# [EXCERPT TO READ]
---------------

Pact on pollutants

Negotiators at a United Nations-sponsored meeting in Geneva have decided to eliminate eight toxic pesticides and chemicals. However, DDT remains a contentious issue

Published: Friday 15 October 1999

-- representatives from 115 nations signed a draft agreement to ban eight highly toxic pesticides and other chemicals, that are among the "dirty dozen" persistent organic pollutants ( pop s), which are compounds that accumulate in the food chain. However, there was no consensus on ddt ( dichloro diphenyl trichloroethane) , which is used for eradicating mosquitoes, that transmit malaria.

"The pact is a breakthrough in eliminating some of the worst pollutants of the 20th century," said Klaus Topfer, executive director of the United Nations Environment Programme ( unep) . These proposals will now go to various governments for consultations before a fresh round of talks in March in 2000 in Bonn. T he treaty is expected to be signed in Stockholm in 2001.

The negotiators have agreed to eliminate pesticides like aldrin, endrin and toxaphene. Five other pesticides -- chlordane, dieldrin, heptachlor, mirex and hexachlorobenzene, an industrial by-product -- will be eliminated with limited, country-specific exemptions.

The negotiators also agreed to prohibit the use of ddt in all sectors except for malaria control. But they are yet to decide on a timetable for the elimination of ddt from the 24-odd countries that still use it.

The issue of ddt has divided environmentalists and public health specialists, because of its use against malaria. Around 1.1 million people die due to malaria every year. ddt , which poses health risks to wildlife, particularly birds, and has been found in the milk of nursing mothers, has been banned in many industrial countries.

However, the World Health Organisation says the negotiators must weigh ddt 's dangers against its benefits. The World Wide Fund for Nature has also said that its new study concluded that lower-risk pesticides could be equally effective against malaria.

"This is a welcome step because in many countries like India the use of ddt is widespread. There are alternatives to ddt which are not hazardous," says P K Singh, director, Indian Agricultural Research Institute, New Delhi. Agrees B P Sharma, emeritus scientist, Malaria Research Centre, New Delhi: "Alternatives to ddt and other insecticides are not always expensive. In India, we are already using alternatives to ddt including the biological control method for controlling malaria. But if a country does not have any alternative, both economically and technologically, it has to opt for ddt."

Says B S Parmar, head, department of agriculture and chemicals, Indian Agricultural Research Institute, New Delhi, "The argument that the ddt ban will affect a poor nation's malaria eradication programme is an attitudinal problem. There are alternatives to ddt for controlling malaria and other diseases which are expensive. But when we take into account the degradation of the environment and the health hazard from ddt, we must look for the alternatives."

"The ban would end the deadly affect of these dirty chemicals on the ecology. This may also help in finding cheap alternatives," adds Sharma.

Environmentalists have now eased their demand for a firm date for banning ddt. In addition to ddt , negotiators failed to make progress on polychlorinated biphenyls (pcbs), which are industrial chemicals used in electric transformers and plastics and as paint additives.

---------------

# [WORK ITEM]
Rewrite the article on the pollutants pact, starting with "-- representatives from" and going on through "Stockholm in 2001.", and switch "draft agreement" to "preliminary agreement".

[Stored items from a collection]

---------------

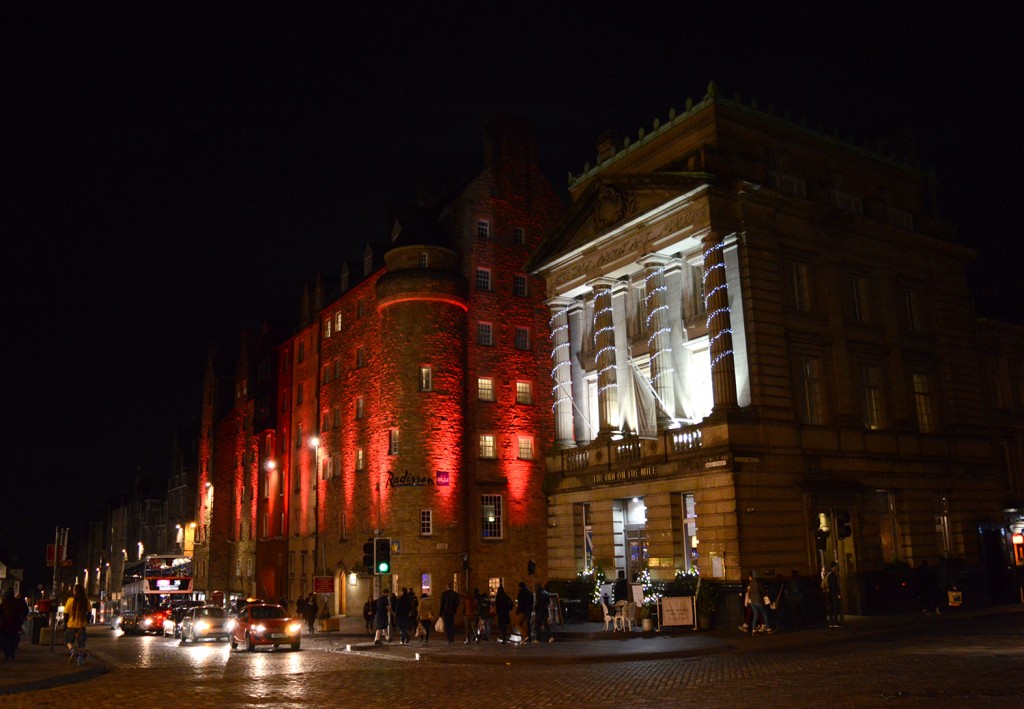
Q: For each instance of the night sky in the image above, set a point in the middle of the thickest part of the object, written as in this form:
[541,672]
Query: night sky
[172,173]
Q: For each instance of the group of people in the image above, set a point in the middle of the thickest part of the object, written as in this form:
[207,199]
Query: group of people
[523,618]
[782,603]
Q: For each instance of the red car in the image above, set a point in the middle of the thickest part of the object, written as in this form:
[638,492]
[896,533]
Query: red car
[263,624]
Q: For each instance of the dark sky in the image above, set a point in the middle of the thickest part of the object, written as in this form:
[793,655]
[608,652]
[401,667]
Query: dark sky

---------------

# [ANSWER FOR THIS EXERCISE]
-- representatives from 115 nations signed a preliminary agreement to ban eight highly toxic pesticides and other chemicals, that are among the "dirty dozen" persistent organic pollutants ( pop s), which are compounds that accumulate in the food chain. However, there was no consensus on ddt ( dichloro diphenyl trichloroethane) , which is used for eradicating mosquitoes, that transmit malaria.

"The pact is a breakthrough in eliminating some of the worst pollutants of the 20th century," said Klaus Topfer, executive director of the United Nations Environment Programme ( unep) . These proposals will now go to various governments for consultations before a fresh round of talks in March in 2000 in Bonn. T he treaty is expected to be signed in Stockholm in 2001.